**WHAT THE TASK REQUIRES**
From the records below, copy each line in which the string "flooring" occurs.

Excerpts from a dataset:
-- Opening Marker --

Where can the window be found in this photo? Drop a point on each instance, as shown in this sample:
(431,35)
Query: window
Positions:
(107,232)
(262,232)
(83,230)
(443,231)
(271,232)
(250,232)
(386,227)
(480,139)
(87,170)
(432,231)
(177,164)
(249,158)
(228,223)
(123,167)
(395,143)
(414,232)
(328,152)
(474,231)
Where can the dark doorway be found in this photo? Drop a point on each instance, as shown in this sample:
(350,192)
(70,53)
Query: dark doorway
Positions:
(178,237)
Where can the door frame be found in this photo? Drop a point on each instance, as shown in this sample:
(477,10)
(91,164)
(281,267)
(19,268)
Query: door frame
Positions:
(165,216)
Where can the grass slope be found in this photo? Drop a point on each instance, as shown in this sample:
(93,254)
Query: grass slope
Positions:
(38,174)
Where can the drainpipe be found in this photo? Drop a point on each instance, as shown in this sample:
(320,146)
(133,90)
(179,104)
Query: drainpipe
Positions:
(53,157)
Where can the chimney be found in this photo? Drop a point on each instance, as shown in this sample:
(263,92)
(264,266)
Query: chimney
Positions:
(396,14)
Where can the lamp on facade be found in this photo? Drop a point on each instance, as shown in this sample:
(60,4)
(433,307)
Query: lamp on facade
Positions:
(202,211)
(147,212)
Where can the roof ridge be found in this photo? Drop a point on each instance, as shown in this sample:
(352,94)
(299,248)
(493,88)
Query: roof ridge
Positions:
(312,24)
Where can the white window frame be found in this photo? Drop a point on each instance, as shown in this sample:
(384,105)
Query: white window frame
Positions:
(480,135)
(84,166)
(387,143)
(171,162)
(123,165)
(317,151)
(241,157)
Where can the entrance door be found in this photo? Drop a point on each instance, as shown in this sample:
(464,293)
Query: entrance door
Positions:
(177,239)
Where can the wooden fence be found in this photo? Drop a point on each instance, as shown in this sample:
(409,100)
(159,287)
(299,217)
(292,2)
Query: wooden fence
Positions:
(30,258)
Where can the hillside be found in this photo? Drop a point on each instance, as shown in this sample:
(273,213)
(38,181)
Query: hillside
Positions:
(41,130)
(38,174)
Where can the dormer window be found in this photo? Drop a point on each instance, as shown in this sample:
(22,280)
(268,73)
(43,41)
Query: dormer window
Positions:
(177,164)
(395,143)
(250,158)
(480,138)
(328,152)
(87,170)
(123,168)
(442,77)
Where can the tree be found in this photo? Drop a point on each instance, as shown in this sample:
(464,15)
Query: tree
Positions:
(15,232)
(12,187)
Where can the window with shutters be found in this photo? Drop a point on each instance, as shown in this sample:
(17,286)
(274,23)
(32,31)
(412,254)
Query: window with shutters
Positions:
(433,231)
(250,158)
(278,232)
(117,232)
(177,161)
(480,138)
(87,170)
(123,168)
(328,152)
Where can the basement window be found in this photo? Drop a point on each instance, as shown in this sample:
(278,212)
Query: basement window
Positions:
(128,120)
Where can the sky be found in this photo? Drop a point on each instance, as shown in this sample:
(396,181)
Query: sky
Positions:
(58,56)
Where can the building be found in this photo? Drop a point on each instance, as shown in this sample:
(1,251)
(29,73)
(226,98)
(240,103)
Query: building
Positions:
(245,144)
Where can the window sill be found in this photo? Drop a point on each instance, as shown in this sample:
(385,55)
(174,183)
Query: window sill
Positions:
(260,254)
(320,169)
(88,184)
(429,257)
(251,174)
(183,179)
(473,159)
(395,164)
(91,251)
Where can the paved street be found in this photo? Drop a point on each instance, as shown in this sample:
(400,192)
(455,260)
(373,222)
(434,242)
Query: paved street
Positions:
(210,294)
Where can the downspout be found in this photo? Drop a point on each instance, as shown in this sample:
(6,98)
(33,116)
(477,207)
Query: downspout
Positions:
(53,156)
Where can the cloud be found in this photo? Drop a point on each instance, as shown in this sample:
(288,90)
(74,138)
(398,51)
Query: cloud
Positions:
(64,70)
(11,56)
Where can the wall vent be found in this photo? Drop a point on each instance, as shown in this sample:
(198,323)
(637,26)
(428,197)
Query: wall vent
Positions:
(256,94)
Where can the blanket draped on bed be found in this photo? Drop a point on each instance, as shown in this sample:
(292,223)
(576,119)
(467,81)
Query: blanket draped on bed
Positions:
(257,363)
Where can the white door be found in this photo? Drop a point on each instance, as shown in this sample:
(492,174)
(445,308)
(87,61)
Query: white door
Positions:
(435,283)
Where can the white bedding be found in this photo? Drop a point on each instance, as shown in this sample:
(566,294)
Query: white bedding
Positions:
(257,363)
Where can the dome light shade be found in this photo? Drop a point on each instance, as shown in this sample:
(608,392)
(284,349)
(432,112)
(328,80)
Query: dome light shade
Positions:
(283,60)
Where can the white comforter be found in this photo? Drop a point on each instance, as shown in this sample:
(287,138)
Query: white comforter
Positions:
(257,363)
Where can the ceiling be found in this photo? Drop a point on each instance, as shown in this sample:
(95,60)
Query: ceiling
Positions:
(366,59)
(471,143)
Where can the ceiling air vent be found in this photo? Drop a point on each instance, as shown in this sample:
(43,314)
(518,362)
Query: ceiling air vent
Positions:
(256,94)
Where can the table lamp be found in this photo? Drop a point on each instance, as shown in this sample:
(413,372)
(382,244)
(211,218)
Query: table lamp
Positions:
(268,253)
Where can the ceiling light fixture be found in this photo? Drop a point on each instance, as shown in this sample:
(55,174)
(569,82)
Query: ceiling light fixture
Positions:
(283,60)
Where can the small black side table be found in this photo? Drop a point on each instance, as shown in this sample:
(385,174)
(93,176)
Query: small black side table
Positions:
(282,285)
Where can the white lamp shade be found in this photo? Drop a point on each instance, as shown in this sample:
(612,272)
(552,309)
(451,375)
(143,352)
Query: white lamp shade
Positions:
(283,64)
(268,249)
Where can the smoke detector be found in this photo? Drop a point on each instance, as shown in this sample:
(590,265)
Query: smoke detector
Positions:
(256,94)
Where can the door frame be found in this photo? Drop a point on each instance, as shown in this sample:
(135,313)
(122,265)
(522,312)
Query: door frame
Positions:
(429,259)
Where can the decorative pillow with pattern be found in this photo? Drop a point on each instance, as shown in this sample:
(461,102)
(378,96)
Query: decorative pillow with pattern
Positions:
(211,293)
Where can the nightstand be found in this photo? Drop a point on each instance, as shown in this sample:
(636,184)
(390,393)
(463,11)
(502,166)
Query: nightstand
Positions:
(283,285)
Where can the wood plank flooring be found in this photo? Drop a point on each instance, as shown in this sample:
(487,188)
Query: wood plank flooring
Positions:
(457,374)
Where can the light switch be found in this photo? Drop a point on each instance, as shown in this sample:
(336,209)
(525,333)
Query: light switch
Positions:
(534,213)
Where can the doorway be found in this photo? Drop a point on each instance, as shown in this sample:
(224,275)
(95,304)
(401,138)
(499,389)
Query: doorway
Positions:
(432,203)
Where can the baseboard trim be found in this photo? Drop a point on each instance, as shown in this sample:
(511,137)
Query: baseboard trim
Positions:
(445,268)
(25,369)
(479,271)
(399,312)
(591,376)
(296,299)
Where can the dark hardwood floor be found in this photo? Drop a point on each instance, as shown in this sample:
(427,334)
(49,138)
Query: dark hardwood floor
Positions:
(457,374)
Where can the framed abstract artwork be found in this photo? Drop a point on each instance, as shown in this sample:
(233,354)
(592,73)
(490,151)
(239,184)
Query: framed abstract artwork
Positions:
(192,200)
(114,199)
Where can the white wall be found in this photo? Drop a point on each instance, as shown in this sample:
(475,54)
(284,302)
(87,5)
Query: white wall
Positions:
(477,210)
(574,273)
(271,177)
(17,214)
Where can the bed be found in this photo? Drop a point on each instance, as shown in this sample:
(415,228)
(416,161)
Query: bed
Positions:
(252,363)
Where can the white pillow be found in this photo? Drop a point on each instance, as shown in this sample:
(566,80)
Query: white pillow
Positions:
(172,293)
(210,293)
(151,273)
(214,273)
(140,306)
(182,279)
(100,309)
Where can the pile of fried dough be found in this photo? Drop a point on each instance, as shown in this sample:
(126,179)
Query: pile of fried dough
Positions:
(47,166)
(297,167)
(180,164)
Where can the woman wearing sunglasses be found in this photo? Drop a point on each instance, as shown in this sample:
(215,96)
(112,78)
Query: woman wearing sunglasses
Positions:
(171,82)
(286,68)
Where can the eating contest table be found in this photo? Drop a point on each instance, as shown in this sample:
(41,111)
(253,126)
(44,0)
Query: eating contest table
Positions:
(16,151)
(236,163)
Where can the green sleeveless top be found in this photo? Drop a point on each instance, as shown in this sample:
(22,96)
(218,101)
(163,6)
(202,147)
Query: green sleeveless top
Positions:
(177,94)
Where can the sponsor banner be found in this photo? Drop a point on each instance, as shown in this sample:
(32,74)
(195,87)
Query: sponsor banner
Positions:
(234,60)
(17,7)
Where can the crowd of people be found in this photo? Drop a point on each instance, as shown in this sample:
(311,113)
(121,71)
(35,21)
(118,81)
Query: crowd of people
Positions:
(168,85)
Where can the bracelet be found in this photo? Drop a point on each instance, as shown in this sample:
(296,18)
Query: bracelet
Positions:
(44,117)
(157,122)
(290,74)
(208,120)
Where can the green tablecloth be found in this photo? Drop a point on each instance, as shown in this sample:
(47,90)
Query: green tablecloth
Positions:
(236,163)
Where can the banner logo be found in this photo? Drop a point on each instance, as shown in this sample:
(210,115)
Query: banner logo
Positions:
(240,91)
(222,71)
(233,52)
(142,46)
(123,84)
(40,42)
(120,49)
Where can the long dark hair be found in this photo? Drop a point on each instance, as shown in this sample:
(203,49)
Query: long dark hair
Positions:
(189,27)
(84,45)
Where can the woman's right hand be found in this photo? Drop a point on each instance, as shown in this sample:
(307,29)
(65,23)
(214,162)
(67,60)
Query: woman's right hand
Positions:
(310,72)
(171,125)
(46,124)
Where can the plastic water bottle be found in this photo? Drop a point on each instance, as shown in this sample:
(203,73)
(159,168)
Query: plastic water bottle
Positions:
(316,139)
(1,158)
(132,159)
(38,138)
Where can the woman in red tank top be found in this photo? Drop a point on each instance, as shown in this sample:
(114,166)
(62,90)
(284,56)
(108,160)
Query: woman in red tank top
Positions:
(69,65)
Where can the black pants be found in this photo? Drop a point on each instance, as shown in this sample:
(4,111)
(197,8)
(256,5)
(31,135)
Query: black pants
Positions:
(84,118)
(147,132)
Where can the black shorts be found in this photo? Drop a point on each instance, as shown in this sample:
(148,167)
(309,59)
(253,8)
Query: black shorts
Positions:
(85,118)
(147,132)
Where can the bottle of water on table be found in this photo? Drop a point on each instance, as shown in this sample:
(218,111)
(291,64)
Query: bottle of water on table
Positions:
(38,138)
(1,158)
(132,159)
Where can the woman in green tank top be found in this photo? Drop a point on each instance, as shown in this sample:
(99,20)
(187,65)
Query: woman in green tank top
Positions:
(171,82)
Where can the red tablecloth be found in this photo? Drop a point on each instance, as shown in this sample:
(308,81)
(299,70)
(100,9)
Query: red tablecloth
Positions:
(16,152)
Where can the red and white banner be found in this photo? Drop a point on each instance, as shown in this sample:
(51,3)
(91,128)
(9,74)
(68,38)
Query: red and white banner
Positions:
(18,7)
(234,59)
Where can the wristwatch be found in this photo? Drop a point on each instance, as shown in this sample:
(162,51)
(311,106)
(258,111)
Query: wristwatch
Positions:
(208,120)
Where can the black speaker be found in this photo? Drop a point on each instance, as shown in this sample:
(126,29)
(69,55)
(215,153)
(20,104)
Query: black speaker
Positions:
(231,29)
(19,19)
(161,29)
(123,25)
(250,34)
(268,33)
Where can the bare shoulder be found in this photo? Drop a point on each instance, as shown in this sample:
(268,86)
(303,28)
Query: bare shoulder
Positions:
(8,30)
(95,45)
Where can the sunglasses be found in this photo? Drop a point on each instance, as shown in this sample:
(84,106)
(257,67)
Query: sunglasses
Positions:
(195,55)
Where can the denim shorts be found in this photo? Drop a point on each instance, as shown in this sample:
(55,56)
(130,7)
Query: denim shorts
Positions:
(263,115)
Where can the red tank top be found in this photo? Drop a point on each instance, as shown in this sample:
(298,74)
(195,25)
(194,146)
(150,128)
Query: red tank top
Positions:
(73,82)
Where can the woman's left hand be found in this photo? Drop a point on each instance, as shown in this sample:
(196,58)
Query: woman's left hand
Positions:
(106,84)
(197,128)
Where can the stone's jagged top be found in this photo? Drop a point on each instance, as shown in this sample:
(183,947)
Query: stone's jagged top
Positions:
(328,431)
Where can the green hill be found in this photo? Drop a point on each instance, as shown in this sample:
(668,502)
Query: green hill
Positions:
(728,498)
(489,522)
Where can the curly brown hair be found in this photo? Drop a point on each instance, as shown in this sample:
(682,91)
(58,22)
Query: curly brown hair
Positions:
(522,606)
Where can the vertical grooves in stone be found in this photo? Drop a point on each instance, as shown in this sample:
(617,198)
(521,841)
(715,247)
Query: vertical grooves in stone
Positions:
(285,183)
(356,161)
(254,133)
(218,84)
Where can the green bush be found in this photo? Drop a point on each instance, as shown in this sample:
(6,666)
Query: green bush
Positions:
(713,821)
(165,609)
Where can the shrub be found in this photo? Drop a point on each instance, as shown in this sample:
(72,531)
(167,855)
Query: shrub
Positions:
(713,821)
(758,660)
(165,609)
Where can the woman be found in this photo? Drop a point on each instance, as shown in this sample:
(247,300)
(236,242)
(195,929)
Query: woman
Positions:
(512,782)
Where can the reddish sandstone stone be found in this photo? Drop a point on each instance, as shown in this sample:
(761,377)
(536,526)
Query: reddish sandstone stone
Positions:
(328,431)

-- Closing Marker --

**RESPONSE TO THE EXERCISE**
Where can the wood plank flooring be found in this photo? Drop a point on each instance, as shown in this sample:
Query: wood plank flooring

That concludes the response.